Task -
According to the tax plan comparison, what marginal tax rate does Joe Biden propose for individuals earning more than $400,000 per year?

====== Excerpted passage

In U.S. presidential elections, the candidates’ respective tax plans continue to be a pivotal issue. For many, the direction of tax policy and the portion of American society that is targeted are key barometers for whether the country is moving in the right direction politically and economically, with Democratic administrations typically associated with higher taxation and Republicans typically associated with lower taxation.
While there are underlying debates that are challenging to succinctly answer — such as about the long-run effects of taxation and government spending on economic growth — voters deserve a clear picture of each candidate’s tax plans and how those issues may most directly affect average Americans, the wealthy, and American business.
This week’s analysis from the Factual, relying on 28 articles from 17 sources across the political spectrum, reveals largely divergent tax plans. However, neither candidate’s plan results in income tax changes for most Americans, though there is some debate about how tax policy as a whole may lead to further costs or benefits for voters. Below are top-line summaries of each candidate’s plan and a discussion of their potential impacts on three key groups.
Trump’s Tax Plan
As many point out, President Trump’s tax objectives for a second administration are vague, at least partially because he was already able to enact desired changes during his first term. There is not much onus on an incumbent to define a plan if desired policies are already in place. The bulk of these changes came through the 2017 Tax Cuts and Jobs Act (TCJA), which lowered taxes for roughly 65% of Americans and cut the corporate tax rate from 35% to 21%, bringing the latter more in line with global averages, among other changes.
“A reelected President Trump is expected to try to extend the effects of the [TCJA], and that may well constitute the bulk of his tax policy.” – Reason
A second Trump administration would seem to portend more of the same, including potentially lowering tax rates further for middle-class Americans by an unspecified amount, reducing the capital gains tax, making parts of the TCJA permanent that are set to expire in coming years, and further lowering the corporate tax rate to 20%. Beyond these major points, President Trump has also supported further stimulus checks for Americans (and to turn pandemic-related payroll tax deferments into tax cuts); expanding Opportunity Zones; and a series of positive-sounding, if undefined, tax breaks for businesses.
Source: Tax Foundation
Joe Biden’s Tax Plan
Joe Biden’s proposed tax policies aim to raise taxes for individuals whose income is above $400,000 per year, specifically by increasing the marginal tax rate for this group from 37% to 39.6%. In addition, Biden plans to increase the corporate tax rate from 21% to 28%, lower than the 35% seen during the Obama administration. Biden also plans to double the tax rate on profits for foreign subsidiaries of U.S. firms (Global Intangible Low-Taxed Income, or GILTI) and enact a minimum tax of 15% on the income that gets publicly reported to investors and shareholders for companies earning $100 million or more annually. These measures would collectively represent the fifth-largest increase in federal revenue collection out of 21 major tax bills since 1940, given the context that Trump significantly lowered taxes in 2017 (see graph above).

============
====== Dataset excerpts

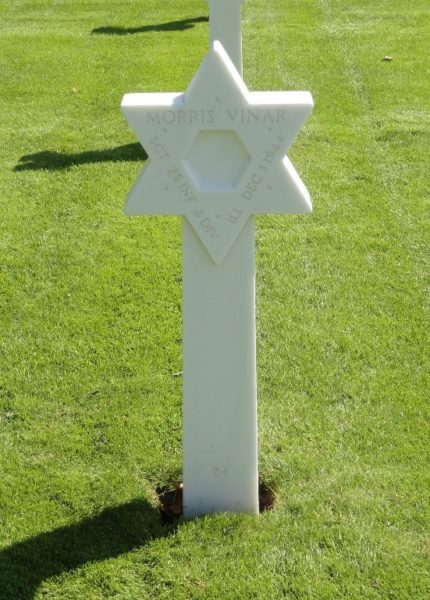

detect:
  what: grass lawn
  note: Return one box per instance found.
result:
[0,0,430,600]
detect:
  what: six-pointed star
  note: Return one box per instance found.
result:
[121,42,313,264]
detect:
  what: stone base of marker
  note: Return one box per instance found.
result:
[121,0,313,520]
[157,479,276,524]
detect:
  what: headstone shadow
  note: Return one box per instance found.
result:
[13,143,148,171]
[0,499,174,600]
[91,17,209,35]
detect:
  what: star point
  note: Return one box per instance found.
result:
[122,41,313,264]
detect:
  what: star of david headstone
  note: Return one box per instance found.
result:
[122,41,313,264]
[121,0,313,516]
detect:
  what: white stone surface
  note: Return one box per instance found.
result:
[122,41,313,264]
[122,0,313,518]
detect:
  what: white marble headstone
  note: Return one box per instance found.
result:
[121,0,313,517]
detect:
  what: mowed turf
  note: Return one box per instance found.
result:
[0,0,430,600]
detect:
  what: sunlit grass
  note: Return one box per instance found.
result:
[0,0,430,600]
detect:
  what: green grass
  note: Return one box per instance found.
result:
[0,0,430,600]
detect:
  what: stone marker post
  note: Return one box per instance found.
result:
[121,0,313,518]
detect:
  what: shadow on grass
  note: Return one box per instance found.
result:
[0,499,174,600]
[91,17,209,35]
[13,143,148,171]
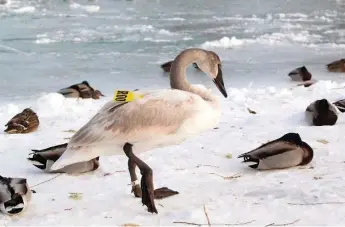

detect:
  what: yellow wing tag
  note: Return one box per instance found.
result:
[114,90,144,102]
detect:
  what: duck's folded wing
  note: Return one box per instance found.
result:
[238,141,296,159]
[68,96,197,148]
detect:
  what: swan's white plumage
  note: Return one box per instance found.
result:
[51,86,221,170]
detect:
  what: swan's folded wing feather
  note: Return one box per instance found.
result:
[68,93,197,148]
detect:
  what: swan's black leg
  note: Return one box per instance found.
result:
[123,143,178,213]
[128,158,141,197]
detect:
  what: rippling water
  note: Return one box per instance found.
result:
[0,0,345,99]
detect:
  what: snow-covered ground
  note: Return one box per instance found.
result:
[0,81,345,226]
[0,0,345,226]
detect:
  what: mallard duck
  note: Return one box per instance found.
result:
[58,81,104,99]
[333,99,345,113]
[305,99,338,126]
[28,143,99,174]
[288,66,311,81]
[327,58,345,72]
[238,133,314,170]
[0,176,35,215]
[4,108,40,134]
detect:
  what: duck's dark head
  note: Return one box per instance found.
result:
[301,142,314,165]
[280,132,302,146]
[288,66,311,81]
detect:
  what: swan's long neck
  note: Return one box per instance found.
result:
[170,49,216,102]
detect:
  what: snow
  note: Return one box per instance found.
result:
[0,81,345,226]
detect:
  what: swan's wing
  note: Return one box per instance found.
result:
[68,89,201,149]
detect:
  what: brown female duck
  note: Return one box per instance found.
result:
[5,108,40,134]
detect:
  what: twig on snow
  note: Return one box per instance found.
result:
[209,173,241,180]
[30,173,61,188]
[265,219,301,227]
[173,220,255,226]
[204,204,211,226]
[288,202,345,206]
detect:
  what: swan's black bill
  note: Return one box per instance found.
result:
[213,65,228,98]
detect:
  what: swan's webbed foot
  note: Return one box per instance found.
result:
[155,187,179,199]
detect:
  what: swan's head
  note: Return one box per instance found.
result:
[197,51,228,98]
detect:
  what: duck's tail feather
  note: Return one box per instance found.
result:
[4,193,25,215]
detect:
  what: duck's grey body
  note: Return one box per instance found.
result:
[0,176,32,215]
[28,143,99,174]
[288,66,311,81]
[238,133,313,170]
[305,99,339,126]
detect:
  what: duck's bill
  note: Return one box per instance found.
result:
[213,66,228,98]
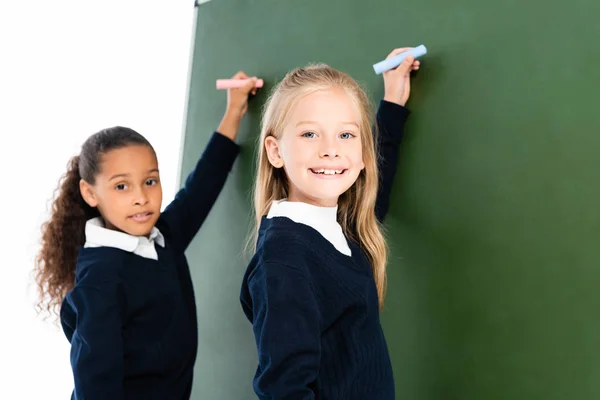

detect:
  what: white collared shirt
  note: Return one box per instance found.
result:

============

Result of the task -
39.6%, raised from the current 37%.